As RSV season arrives again, we must count the cost of waiting for medicines
Monday, 22 June 2026
Dylan Mordaunt is a medical doctor and health economist. He has led research on the approval processes for new medicines in small markets.
OPINION: Every winter, babies arrive in paediatric wards working too hard to breathe. Some need oxygen. Some need fluids through a tube or drip. A smaller number need intensive care. Most recover. But, their families remember the fear. Clinicians remember the pressure on crowded wards. They also know something important has changed: some of this illness may now be preventable.
Respiratory syncytial virus, or RSV, is one of the commonest causes of viral lung infection (such as bronchiolitis, pneumonitis and bronchopneumonia) in infants. For decades, treatment was mostly supportive: oxygen, hydration, time and careful watching. Prevention existed for only a narrow group of very high-risk babies, usually through palivizumab, a monthly antibody injection that is expensive and logistically difficult.

→ Assigned task 1
Repeat the stretch of the opinion piece on RSV from "As RSV season" through "now be preventable.".
→ Assigned task 2
Render this sentence from the opinion piece on RSV in Spanish: "For decades, treatment was mostly supportive: oxygen, hydration, time and careful watching."

→ Dataset
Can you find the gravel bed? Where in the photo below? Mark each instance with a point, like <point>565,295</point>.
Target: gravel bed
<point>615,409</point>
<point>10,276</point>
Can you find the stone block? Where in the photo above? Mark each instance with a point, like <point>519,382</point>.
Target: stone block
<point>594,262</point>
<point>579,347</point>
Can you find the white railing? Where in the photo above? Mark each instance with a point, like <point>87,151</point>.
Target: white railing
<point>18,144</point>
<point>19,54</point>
---
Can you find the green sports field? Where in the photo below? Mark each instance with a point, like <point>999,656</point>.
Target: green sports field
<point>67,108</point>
...
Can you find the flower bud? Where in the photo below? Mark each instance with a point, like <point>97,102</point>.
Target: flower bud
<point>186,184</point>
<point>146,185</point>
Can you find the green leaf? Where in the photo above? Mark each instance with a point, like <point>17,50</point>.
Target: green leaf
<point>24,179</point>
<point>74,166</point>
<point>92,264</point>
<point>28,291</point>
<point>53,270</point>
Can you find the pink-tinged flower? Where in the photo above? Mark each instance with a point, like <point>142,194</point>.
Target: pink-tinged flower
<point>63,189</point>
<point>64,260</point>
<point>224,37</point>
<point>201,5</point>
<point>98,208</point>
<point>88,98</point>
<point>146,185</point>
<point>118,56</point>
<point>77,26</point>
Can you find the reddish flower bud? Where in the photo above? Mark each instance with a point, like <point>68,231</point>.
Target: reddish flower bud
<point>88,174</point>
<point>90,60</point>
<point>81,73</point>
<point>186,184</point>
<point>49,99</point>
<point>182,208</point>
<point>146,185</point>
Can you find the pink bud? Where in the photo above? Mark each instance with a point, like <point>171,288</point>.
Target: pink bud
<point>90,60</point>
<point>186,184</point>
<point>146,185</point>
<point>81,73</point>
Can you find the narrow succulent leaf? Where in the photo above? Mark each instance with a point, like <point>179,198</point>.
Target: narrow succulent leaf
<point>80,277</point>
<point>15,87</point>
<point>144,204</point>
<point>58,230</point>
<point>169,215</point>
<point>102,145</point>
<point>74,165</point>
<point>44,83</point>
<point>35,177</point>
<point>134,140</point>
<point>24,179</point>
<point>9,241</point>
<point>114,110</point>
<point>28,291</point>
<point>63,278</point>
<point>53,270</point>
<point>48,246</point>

→ Answer 1
As RSV season arrives again, we must count the cost of waiting for medicines
Monday, 22 June 2026
Dylan Mordaunt is a medical doctor and health economist. He has led research on the approval processes for new medicines in small markets.
OPINION: Every winter, babies arrive in paediatric wards working too hard to breathe. Some need oxygen. Some need fluids through a tube or drip. A smaller number need intensive care. Most recover. But, their families remember the fear. Clinicians remember the pressure on crowded wards. They also know something important has changed: some of this illness may now be preventable.

→ Answer 2
Durante décadas, el tratamiento fue principalmente de soporte: oxígeno, hidratación, tiempo y una vigilancia cuidadosa.